= Text shown =
↓
RoCE multi-node AI training on Red Hat OpenShift

Learn how to run distributed AI training on Red Hat OpenShift using RoCE with this step-by-step guide from manual setup to fully automated training.

Start your AI journey on OpenShift

In this lesson, you'll learn how to set up an OpenShift environment for running distributed AI workloads with PyTorch. This involves deploying several cluster operators, configuring the network for RDMA over Converged Ethernet (RoCE), and setting up GPU resources.

Prerequisites:

  • A running OpenShift cluster.
  • Basic familiarity with OpenShift operator deployment.
  • Access to GPUs for training.

In this lesson, you will:

  • Understand the workflow for setting up AI workloads on OpenShift.
  • Deploy cluster operators necessary for running distributed training.
  • Set up your network for RoCE.

Training flow and hardware diagram

The workflow diagram (Figure 1) highlights all the components we’ll use and how they will work together to execute the training task. The hardware (HW) diagram below breaks down the topology of the infrastructure, illustrating the final form of the cluster (Figure 2).

A diagram showing the workflow of AI training on OpenShift, highlighting the interaction between components like the OpenShift cluster, GPU resources, network setup, and PyTorch training pods.
Figure 1: AI training workflow on OpenShift.
A hardware diagram displaying the infrastructure topology for AI training. It shows the connection between nodes, GPUs, RoCE network, and storage setup in a distributed environment.
Figure 2: AI training infrastructure topology.

Cluster operators deployment 

In OpenShift, operators can be deployed either through the OperatorHub UI or via YAML files using the CLI. For this setup, it's recommended to follow this order of deployment:

  1. Apply the tuned profile (if necessary).
  2. Create the Node Feature Discovery Operator and its NodeFeatureDiscovery and NetworkAttachmentDefinition resources.
  3. Deploy the OpenShift single root input/output virtualization (SR-IOV) Operator, including its SriovNetworkNodePolicy.
  4. Deploy the NVIDIA Network Operator and its corresponding NicClusterPolicy.
  5. Deploy the NVIDIA GPU Operator and its NicClusterPolicy.
  6. Deploy Red Hat OpenShift Service Mesh.
  7. Deploy Red Hat OpenShift AI.

This deployment order is recommended but not mandatory. Steps 1 and 3 involve machine configuration changes that will necessitate a node reboot. Completing these steps early ensures that node draining and other operations are handled at the start of the cluster’s lifecycle, minimizing the need for large-scale migrations and speeding up these processes initially.

OpenShift has simplified the operator deployment process. Follow the steps below to deploy the NVIDIA GPU Operator:

  1. Access your OpenShift dashboard.
↑
= Records provided =
↓
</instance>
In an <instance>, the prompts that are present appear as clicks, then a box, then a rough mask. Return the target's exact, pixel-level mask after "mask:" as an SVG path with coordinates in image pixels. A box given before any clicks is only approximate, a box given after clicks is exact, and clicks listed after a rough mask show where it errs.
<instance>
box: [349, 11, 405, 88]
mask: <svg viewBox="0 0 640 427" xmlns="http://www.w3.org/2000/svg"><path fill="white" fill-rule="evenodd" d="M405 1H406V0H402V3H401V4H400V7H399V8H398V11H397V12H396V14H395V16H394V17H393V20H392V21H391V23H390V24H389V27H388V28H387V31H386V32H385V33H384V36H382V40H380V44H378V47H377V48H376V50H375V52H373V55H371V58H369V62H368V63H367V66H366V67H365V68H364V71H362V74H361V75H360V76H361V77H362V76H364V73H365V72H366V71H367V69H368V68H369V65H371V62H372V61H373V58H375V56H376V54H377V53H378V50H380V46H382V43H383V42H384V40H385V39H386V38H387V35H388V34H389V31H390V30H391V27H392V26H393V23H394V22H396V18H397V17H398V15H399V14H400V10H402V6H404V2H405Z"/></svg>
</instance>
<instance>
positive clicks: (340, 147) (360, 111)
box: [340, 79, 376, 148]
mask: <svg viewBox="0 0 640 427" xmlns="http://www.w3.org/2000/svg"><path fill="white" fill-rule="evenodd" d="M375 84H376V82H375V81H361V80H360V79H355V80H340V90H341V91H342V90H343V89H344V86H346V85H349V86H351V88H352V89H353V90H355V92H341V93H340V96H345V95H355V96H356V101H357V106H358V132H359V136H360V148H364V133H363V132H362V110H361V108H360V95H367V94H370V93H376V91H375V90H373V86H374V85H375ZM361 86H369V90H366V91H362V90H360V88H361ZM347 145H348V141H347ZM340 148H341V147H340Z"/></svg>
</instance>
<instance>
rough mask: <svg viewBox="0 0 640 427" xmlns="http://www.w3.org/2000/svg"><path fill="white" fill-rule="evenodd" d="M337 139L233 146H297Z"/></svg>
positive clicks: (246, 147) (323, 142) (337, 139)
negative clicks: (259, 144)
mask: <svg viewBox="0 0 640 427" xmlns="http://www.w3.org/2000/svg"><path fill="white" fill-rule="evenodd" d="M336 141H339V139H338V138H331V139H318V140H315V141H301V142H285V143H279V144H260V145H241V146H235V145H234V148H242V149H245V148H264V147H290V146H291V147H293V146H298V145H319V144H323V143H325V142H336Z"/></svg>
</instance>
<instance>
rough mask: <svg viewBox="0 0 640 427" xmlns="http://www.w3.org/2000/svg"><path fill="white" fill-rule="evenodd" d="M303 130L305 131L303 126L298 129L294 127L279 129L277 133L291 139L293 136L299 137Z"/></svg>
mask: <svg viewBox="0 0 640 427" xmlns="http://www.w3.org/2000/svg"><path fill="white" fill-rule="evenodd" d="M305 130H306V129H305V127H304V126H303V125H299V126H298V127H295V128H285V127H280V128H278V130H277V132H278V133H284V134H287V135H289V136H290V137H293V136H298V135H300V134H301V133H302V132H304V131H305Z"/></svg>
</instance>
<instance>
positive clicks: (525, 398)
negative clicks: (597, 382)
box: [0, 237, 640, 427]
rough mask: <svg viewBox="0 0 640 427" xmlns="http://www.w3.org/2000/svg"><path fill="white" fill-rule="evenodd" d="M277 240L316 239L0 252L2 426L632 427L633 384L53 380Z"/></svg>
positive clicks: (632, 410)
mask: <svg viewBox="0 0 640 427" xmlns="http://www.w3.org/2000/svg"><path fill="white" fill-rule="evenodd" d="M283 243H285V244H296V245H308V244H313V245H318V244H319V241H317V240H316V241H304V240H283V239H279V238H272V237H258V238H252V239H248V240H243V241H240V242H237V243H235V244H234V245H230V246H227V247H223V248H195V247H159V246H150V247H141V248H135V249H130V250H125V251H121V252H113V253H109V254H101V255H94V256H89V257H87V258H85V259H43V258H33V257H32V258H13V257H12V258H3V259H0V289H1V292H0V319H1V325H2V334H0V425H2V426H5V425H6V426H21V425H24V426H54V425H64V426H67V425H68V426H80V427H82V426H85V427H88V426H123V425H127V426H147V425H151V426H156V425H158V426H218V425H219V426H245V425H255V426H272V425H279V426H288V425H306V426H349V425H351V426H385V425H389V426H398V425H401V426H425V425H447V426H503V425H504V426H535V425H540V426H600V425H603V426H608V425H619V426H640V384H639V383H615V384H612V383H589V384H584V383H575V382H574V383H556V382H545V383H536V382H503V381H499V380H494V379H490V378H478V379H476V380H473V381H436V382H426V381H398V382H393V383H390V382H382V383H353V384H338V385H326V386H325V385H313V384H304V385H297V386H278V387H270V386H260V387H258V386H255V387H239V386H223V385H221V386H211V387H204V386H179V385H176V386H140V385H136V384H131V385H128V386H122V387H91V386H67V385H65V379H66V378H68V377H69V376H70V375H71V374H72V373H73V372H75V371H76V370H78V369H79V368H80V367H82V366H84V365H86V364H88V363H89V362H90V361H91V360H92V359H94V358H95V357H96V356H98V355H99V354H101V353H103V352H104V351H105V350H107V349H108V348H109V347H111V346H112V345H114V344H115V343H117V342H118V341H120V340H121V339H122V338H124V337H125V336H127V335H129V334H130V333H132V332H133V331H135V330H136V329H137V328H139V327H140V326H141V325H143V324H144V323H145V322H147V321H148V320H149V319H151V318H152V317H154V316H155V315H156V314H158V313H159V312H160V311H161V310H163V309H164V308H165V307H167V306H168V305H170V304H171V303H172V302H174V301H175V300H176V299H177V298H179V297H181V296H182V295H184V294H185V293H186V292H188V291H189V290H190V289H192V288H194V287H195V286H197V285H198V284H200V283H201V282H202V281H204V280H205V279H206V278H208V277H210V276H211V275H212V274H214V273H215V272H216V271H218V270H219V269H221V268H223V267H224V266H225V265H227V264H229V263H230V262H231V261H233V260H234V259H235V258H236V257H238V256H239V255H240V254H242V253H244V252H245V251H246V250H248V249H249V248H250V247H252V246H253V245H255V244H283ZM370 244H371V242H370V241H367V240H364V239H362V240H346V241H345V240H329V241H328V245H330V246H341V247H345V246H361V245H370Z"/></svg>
↑
= Required work =
According to the OpenShift training guide, what are the two ways operators can be deployed in OpenShift? The listing comes from a different source than the OpenShift training guide.

= Exercise solution =
Through the OperatorHub UI or via YAML files using the CLI.